> _Dataset records_
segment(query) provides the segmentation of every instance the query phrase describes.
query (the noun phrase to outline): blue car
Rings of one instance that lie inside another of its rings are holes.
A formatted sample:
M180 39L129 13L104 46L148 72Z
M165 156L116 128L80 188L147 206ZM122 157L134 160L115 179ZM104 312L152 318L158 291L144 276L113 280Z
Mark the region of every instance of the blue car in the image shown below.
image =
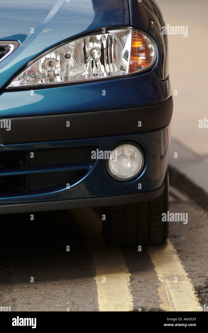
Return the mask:
M173 105L155 1L0 6L0 214L102 207L107 244L163 242Z

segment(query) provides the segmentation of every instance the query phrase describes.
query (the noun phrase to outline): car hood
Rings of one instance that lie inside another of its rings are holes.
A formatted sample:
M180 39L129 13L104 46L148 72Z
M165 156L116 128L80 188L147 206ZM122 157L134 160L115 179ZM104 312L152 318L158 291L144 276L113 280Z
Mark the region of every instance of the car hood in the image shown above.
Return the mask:
M0 62L0 87L28 61L62 41L129 24L128 0L7 0L0 13L0 40L20 43Z

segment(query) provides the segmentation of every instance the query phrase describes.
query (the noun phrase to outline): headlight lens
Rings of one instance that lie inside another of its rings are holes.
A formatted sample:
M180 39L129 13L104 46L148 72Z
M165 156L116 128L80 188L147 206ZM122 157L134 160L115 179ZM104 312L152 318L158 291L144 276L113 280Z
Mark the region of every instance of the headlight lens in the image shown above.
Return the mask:
M115 153L112 156L117 157L117 158L109 159L106 161L107 168L110 174L113 178L123 181L135 177L141 171L144 164L141 151L128 143L112 150Z
M154 62L150 36L131 27L65 42L36 57L8 88L67 83L140 72Z

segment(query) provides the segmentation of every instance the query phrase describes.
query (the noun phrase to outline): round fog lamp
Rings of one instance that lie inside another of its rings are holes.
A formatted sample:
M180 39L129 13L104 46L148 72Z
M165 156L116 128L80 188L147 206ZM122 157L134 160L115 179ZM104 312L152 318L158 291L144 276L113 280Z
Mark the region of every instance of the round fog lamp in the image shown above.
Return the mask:
M113 148L111 157L107 161L107 169L111 176L121 181L135 177L143 164L143 155L140 149L127 143Z

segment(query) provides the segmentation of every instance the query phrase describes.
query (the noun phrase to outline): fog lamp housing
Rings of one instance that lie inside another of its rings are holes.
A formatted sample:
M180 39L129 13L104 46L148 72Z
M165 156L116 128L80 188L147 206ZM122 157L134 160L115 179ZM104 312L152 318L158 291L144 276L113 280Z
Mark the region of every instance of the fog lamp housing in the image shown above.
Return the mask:
M121 142L114 145L110 151L111 157L105 162L109 175L120 181L136 178L142 169L144 160L139 146L130 141Z

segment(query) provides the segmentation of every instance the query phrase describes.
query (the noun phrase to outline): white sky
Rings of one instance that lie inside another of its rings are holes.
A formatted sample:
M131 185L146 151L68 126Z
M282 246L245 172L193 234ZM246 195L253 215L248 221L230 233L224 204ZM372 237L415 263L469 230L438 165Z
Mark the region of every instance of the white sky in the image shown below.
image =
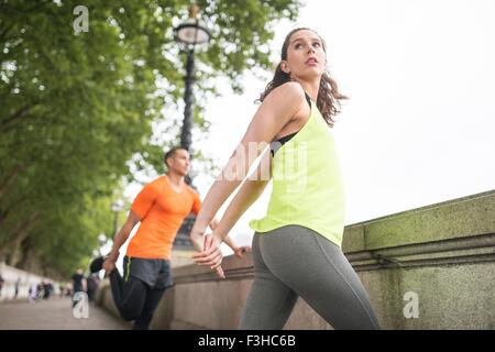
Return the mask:
M276 26L276 57L290 29L315 29L351 97L334 129L346 224L495 188L494 14L492 0L307 0L297 23ZM266 82L246 74L243 96L224 89L211 101L210 134L196 147L223 166ZM201 198L211 182L195 179ZM233 229L242 243L270 193Z

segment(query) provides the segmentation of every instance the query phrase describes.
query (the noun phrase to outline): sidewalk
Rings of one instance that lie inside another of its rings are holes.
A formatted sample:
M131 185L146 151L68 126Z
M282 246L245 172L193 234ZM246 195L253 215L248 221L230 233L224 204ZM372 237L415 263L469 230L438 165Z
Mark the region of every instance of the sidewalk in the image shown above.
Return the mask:
M0 330L129 330L123 320L89 305L89 318L73 317L69 298L52 297L31 304L26 300L0 304Z

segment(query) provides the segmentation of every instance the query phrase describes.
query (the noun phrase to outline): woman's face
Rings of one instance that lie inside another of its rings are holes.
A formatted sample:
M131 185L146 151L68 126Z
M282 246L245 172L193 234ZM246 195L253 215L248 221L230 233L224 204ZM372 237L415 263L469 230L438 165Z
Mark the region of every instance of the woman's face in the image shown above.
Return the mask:
M318 34L309 30L300 30L290 35L287 59L282 61L282 69L290 74L293 79L321 77L326 65L326 53Z

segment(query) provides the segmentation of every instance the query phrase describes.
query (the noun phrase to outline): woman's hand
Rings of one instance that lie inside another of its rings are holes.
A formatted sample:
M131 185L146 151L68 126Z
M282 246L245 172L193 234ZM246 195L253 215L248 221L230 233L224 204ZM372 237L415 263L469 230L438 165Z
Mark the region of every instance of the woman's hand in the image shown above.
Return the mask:
M108 275L110 275L111 272L113 272L116 270L116 261L111 257L108 257L103 262L102 267L105 268L105 275L108 276Z
M198 265L210 266L210 268L215 270L220 277L226 278L223 270L220 266L223 260L223 254L220 251L222 239L215 233L210 233L204 235L204 250L193 255L194 262Z

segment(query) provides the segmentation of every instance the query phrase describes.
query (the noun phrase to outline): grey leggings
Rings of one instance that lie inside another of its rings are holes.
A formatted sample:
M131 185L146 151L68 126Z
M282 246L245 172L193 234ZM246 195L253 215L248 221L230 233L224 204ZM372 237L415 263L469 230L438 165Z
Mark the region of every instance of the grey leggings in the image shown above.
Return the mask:
M286 226L255 233L254 282L242 330L280 330L300 296L334 329L380 329L370 298L341 249L317 232Z

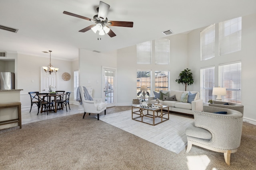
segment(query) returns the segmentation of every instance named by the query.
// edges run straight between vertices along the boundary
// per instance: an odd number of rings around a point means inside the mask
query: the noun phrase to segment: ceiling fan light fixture
[[[91,29],[92,30],[92,31],[95,33],[97,32],[98,29],[97,29],[97,27],[96,27],[96,25],[94,26],[93,27],[92,27]]]
[[[97,24],[96,26],[97,30],[98,31],[100,31],[102,29],[102,25],[100,23]]]
[[[104,30],[106,33],[108,33],[110,31],[110,29],[106,26],[104,26],[104,27],[103,27],[103,30]]]
[[[103,29],[102,29],[99,32],[99,35],[105,35],[105,33],[104,32],[104,30]]]

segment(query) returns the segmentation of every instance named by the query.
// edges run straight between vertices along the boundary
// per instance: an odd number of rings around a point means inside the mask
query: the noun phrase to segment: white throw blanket
[[[87,100],[93,100],[92,97],[89,94],[88,90],[86,87],[83,86],[84,88],[84,99]],[[80,104],[82,105],[82,100],[81,99],[81,94],[79,88],[77,88],[76,90],[76,101],[80,102]]]

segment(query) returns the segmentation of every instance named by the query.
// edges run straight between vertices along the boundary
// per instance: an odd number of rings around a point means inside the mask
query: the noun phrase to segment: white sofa
[[[188,91],[171,90],[162,90],[162,92],[164,94],[169,92],[169,97],[173,96],[174,95],[176,96],[177,101],[160,100],[160,103],[169,106],[169,111],[193,115],[195,111],[203,111],[203,100],[199,99],[199,92],[190,92],[192,94],[196,93],[194,101],[190,101],[191,103],[181,102],[182,94],[188,93]],[[154,98],[155,96],[149,97],[148,102],[153,104],[157,103],[157,101],[156,99],[154,99]]]

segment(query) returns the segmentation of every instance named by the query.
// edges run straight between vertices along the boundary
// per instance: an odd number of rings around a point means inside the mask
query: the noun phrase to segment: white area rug
[[[185,130],[194,121],[192,119],[170,114],[169,120],[152,126],[132,120],[131,110],[101,115],[100,119],[176,154],[187,145]]]

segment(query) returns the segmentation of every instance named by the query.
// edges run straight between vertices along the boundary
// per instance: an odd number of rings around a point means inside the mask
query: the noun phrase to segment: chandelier
[[[45,72],[49,72],[50,74],[52,72],[57,72],[59,70],[59,68],[54,67],[51,64],[51,53],[52,53],[52,51],[49,50],[49,52],[50,52],[50,64],[48,65],[47,67],[43,66],[42,67]]]

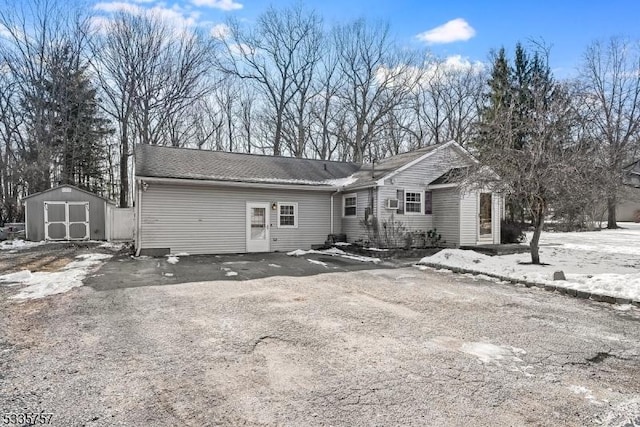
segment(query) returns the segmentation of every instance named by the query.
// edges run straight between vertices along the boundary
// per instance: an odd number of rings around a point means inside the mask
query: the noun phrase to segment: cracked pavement
[[[640,310],[417,268],[0,288],[0,412],[53,425],[640,423]]]

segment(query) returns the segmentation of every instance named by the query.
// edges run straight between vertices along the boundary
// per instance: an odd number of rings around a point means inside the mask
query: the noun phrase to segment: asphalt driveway
[[[285,253],[264,253],[171,258],[136,258],[128,253],[120,253],[88,277],[85,284],[104,291],[187,282],[243,281],[272,276],[303,277],[394,266],[389,262],[362,262],[318,253],[298,257]]]
[[[97,288],[0,297],[0,413],[60,426],[640,422],[632,307],[416,268]]]

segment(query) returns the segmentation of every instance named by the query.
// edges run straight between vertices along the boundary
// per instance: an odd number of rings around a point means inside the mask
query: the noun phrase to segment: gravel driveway
[[[432,270],[85,286],[0,309],[0,413],[53,425],[640,423],[638,309]]]

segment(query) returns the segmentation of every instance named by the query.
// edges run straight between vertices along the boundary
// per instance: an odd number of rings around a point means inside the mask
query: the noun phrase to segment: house
[[[364,224],[437,228],[452,246],[500,242],[502,198],[461,189],[472,156],[448,143],[372,164],[139,145],[138,254],[289,251],[330,234],[367,239]]]
[[[23,199],[27,240],[107,240],[109,209],[104,197],[64,184]]]

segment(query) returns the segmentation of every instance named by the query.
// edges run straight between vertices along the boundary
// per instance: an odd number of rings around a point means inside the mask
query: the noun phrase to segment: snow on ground
[[[103,249],[111,249],[112,251],[119,251],[124,249],[126,243],[114,243],[114,242],[103,242],[98,247]]]
[[[12,249],[27,249],[32,248],[34,246],[44,245],[46,242],[29,242],[21,239],[16,240],[5,240],[4,242],[0,242],[0,251],[8,251]]]
[[[22,270],[17,273],[0,276],[0,283],[26,286],[20,290],[20,293],[11,298],[44,298],[82,286],[82,280],[87,274],[95,271],[102,265],[104,260],[111,257],[112,255],[107,254],[78,255],[75,261],[70,262],[59,271],[38,271],[32,273],[29,270]]]
[[[542,233],[540,260],[550,265],[525,264],[531,262],[529,253],[491,257],[459,249],[444,249],[420,262],[640,301],[640,224],[619,225],[624,229]],[[558,270],[566,281],[553,280]]]
[[[309,255],[309,254],[322,254],[322,255],[338,256],[338,257],[341,257],[341,258],[353,259],[355,261],[372,262],[374,264],[382,262],[382,260],[380,258],[373,258],[373,257],[368,257],[368,256],[363,256],[363,255],[349,254],[349,253],[343,251],[342,249],[338,249],[338,248],[329,248],[329,249],[321,249],[321,250],[309,249],[308,251],[304,251],[302,249],[296,249],[295,251],[287,252],[287,255],[289,255],[289,256],[304,256],[304,255]]]
[[[317,264],[317,265],[321,265],[321,266],[323,266],[325,268],[328,268],[326,262],[318,261],[318,260],[315,260],[315,259],[307,259],[307,261],[309,261],[311,264]]]

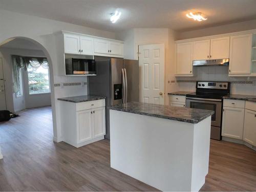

> _Exercise brief_
Set down the entries above word for word, beginning at their very first line and stopping after the line that contains "M0 62L0 87L28". Leave any pictures out of your copy.

> _Answer in full_
segment(query) provides the segmentation of every instance the query phrase describes.
query (the noun phrase to outline): blue car
Rings of one instance that lie inside another of its rings are holes.
A formatted sample:
M180 39L129 13L104 46L148 72Z
M165 156L116 128L80 188L147 206ZM122 157L134 160L115 179ZM104 312L152 318L158 291L144 276L113 280Z
Mark the region of every instance of the blue car in the image shown below.
image =
Return the mask:
M173 105L155 1L0 6L0 214L102 207L107 244L163 242Z

segment(query) provides the segmentation of every instance the query phrase describes.
query (the noun phrase to outline): car hood
Rings of one instance that lie inside another of its rings are holes.
A formatted sample:
M180 39L129 13L104 46L148 72Z
M165 156L116 128L80 188L147 206ZM122 157L134 160L115 179ZM104 312L152 318L158 291L144 276L113 280Z
Mark the region of every instance of the car hood in the image shown above.
Return the mask:
M0 62L0 87L28 61L62 41L129 24L128 0L7 0L0 13L0 40L20 43Z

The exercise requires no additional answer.